What to produce:
Please copy the following lines verbatim, every one of them, in the same order.

- - - - -

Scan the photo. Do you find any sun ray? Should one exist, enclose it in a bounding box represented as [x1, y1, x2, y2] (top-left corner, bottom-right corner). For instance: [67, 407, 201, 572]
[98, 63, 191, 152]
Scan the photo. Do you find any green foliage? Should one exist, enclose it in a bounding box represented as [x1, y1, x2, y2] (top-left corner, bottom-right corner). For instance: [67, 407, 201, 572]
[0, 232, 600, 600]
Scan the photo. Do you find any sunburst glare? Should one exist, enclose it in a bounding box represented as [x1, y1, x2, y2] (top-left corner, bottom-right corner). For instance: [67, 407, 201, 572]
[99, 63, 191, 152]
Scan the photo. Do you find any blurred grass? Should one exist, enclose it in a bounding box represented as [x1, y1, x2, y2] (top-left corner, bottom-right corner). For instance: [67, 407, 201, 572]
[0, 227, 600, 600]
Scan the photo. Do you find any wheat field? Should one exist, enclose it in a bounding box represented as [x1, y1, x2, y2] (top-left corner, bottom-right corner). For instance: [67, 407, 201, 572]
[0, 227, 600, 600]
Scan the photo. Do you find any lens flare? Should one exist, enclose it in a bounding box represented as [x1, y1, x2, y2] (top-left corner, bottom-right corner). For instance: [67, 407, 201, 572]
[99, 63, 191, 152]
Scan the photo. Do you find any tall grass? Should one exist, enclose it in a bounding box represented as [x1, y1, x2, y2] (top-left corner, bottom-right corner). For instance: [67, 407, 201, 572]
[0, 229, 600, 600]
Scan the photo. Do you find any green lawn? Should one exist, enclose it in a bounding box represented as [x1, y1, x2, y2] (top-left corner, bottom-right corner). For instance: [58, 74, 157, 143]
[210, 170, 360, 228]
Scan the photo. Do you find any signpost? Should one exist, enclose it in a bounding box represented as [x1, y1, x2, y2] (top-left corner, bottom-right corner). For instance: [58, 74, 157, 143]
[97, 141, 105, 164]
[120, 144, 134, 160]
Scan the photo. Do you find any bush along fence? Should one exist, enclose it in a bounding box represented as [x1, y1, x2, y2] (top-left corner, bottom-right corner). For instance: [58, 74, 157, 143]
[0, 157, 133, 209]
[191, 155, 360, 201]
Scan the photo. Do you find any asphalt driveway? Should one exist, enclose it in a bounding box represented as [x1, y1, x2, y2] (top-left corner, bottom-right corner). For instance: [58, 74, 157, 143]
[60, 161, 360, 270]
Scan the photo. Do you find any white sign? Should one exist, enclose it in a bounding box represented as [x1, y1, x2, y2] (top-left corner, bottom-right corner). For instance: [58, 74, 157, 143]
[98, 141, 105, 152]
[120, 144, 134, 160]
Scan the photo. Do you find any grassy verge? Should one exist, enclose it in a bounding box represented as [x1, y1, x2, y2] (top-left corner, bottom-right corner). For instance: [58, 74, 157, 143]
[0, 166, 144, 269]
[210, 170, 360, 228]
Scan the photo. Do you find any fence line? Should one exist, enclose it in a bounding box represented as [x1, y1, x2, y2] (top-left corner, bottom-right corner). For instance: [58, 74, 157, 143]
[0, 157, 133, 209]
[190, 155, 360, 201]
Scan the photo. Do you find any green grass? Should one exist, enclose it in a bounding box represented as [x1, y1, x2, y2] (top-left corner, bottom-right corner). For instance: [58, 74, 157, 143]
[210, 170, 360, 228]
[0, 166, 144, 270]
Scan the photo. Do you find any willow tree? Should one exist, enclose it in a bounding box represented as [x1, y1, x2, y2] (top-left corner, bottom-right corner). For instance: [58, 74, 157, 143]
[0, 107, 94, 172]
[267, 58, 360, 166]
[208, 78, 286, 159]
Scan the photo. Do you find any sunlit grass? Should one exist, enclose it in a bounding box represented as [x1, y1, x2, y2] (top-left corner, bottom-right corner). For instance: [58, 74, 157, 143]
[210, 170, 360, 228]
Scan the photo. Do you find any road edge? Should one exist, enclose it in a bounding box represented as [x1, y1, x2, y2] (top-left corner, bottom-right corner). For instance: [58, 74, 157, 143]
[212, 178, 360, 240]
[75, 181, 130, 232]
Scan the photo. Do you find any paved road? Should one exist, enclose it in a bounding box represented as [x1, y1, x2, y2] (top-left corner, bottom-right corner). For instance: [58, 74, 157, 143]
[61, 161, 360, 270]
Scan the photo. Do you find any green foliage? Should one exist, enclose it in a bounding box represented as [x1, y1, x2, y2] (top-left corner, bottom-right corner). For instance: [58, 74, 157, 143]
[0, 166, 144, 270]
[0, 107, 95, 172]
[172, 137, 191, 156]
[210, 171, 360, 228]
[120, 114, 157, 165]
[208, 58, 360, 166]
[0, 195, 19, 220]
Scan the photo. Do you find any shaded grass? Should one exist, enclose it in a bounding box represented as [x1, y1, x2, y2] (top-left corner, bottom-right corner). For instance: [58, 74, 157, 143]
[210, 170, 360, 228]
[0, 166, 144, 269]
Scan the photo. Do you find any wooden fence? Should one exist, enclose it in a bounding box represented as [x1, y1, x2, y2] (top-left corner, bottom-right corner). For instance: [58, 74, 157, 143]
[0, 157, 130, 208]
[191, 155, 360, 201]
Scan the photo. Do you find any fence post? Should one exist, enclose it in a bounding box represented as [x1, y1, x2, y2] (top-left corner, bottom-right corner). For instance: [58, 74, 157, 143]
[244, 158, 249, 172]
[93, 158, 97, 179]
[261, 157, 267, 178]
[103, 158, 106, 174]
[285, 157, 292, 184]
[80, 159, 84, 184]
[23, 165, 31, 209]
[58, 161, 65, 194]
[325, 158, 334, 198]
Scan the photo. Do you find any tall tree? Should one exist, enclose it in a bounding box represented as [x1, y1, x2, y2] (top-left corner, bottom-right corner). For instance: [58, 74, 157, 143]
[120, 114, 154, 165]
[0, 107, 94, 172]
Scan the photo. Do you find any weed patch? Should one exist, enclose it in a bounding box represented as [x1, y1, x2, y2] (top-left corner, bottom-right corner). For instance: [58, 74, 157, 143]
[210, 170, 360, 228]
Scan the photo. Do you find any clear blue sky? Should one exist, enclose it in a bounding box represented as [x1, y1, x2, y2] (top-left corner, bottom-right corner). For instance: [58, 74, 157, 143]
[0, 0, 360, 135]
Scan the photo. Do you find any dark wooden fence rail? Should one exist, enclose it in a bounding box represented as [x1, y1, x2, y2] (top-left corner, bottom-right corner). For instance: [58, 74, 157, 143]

- - - - -

Task output:
Scan the photo. Do you find any sun ray? Should one exist, enclose it in a bounding box represented as [x1, y1, x2, y2] (top-left corner, bottom-right corner). For instance: [67, 407, 201, 572]
[98, 63, 191, 152]
Scan the photo. Do you find any green foliage? Should one exist, enclose it in a bounding box represented as [x1, y1, x2, y2] (top-left corner, bottom-right corner). For instance: [67, 407, 201, 572]
[0, 232, 600, 600]
Scan the photo. Do you find any sunburst glare? Should one exist, enclose it in a bounding box represented as [x1, y1, x2, y2] (top-left corner, bottom-right corner). For instance: [67, 407, 201, 572]
[99, 63, 191, 152]
Scan the photo. Do you find any blurred grass? Should one exist, enclose it in a bounding box represented as [x1, y1, x2, y2] (top-left corner, bottom-right corner). For instance: [67, 407, 201, 572]
[0, 227, 600, 600]
Scan the photo. Do you find any wheat field? Should one exist, enclose it in a bounding box represented as [x1, y1, x2, y2] (top-left corner, bottom-right corner). For instance: [67, 407, 201, 572]
[0, 227, 600, 600]
Scan the photo. Do you find any lens flare? Should one exist, enclose it in a bounding box represented as [x1, y1, x2, y2] (top-left corner, bottom-right corner). For instance: [67, 407, 201, 572]
[99, 63, 191, 152]
Scan the photo. Do you find any tall grass? Should one exist, enclose it in a bounding box represented as [x1, y1, x2, y2] (top-left corner, bottom-right corner). For instance: [67, 407, 201, 572]
[0, 229, 600, 600]
Scan the photo. Do you find any green lawn? Should one exist, enclose it in a bounding box represented as [x1, y1, x2, y2] (top-left corner, bottom-right corner). For instance: [58, 74, 157, 143]
[210, 170, 360, 228]
Scan the photo. Do you find any signpost? Should one exist, enclose it in a bounding box represented as [x1, y1, x2, y2] (top-left corner, bottom-right corner). For instance: [58, 74, 157, 143]
[97, 141, 105, 164]
[120, 144, 134, 160]
Scan the photo. Do you find any bush along fence? Should one exist, enclose it in a bounding box represented as [x1, y1, x2, y2] (top-left corner, bottom-right corner). For instance: [58, 74, 157, 143]
[0, 157, 133, 209]
[191, 155, 360, 201]
Scan the photo. Do you find any asphalt driveway? Should one exist, enclose it in a bounding box represented as [x1, y1, x2, y2] (top-left corner, bottom-right corner). For instance: [58, 74, 157, 143]
[60, 161, 360, 270]
Scan the photo. Do you find any white sign? Should one exist, enclose it in a bounding box represented as [x1, y1, x2, y2] (top-left corner, bottom-right corner). For instance: [58, 74, 157, 143]
[98, 141, 105, 152]
[120, 144, 134, 160]
Scan the photo. Do you find any grassy verge? Should one exist, enclose it in a bounding box represented as [x1, y1, x2, y2] (top-left corner, bottom-right corner). For instance: [58, 74, 157, 143]
[0, 166, 144, 269]
[210, 170, 360, 228]
Scan the photo. Do you find any fence line? Should one exist, enclose it in a bounding box represented as [x1, y1, x2, y2] (top-left corner, bottom-right corner). For instance: [58, 74, 157, 143]
[0, 157, 133, 209]
[190, 155, 360, 201]
Scan the photo. Do you find any green grass? Should one exist, enclose it in a bounding box represented as [x1, y1, x2, y2] (top-left corner, bottom-right corner). For instance: [58, 74, 157, 143]
[210, 170, 360, 228]
[0, 166, 144, 270]
Scan the photo. Do you find any willow tree? Should one exist, enclose it in a bounding box represented as [x1, y1, x2, y2] (top-left corner, bottom-right corner). For instance: [58, 74, 157, 143]
[0, 107, 94, 172]
[267, 58, 360, 166]
[208, 78, 286, 159]
Scan the photo. Do you find any sunlit grass? Should one exist, enclose it in a bounding box represented as [x1, y1, x2, y2] (top-left corner, bottom-right corner). For instance: [58, 74, 157, 143]
[210, 170, 360, 228]
Scan the photo. Do you find any road edge? Should one exist, enclose it in a bounding box represented as [x1, y1, x2, y2] (top-left corner, bottom-right corner). For instance: [58, 74, 157, 143]
[212, 178, 360, 240]
[75, 181, 130, 232]
Scan the photo. Do you find any paved road? Should one exist, enclose it in a bounding box represented as [x1, y1, x2, y2] (top-left corner, bottom-right corner). For instance: [58, 74, 157, 143]
[61, 161, 360, 270]
Scan the photo. Do you find any green foliage? Should one exist, enclose it in a bounding box represented as [x1, y1, x2, y2] (top-left corner, bottom-right corner). For instance: [58, 74, 157, 143]
[0, 166, 144, 270]
[0, 107, 95, 172]
[172, 137, 191, 156]
[210, 171, 360, 228]
[120, 114, 157, 165]
[208, 58, 360, 166]
[0, 195, 19, 220]
Scan the photo. Do you find any shaded grass? Should one exist, enclose it in a bounding box represented as [x1, y1, x2, y2] (top-left corner, bottom-right corner). For instance: [58, 74, 157, 143]
[210, 170, 360, 228]
[0, 166, 144, 269]
Scan the photo. Do you find any wooden fence? Should one exist, enclose it in a bounding box represented as [x1, y1, x2, y2] (top-left corner, bottom-right corner). For instance: [58, 74, 157, 143]
[0, 157, 130, 208]
[191, 155, 360, 201]
Scan the photo. Do you find any fence post? Should one exist, enclose it in a bounding box represented as [x1, y1, x2, y2] (top-left corner, bottom-right corner). For instance: [58, 74, 157, 143]
[244, 158, 249, 172]
[93, 158, 97, 179]
[261, 157, 267, 178]
[103, 158, 106, 174]
[285, 157, 292, 184]
[80, 159, 84, 184]
[23, 165, 31, 209]
[58, 161, 65, 194]
[325, 158, 334, 198]
Scan the photo. Do you find any tall tree? Should one exist, enclose it in a bounding box represented as [x1, y1, x2, y2] (top-left corner, bottom-right corner). For instance: [58, 74, 157, 143]
[120, 114, 154, 165]
[0, 107, 94, 172]
Scan the photo. Do you find any weed patch? Should one exist, enclose it in a bounding box represented as [x1, y1, x2, y2] (top-left corner, bottom-right corner). For instance: [58, 74, 157, 143]
[210, 170, 360, 228]
Scan the photo. Do you find any clear blue sky? Should one exist, enclose it in a bounding box represented as [x1, y1, x2, y2] (top-left corner, bottom-right corner). For instance: [58, 74, 157, 143]
[0, 0, 360, 135]
Scan the photo. Do you find any dark wooden fence rail? Should one exist, enclose it in a bounding box represented as [x1, y1, x2, y2] (top-left corner, bottom-right corner). For instance: [58, 74, 157, 143]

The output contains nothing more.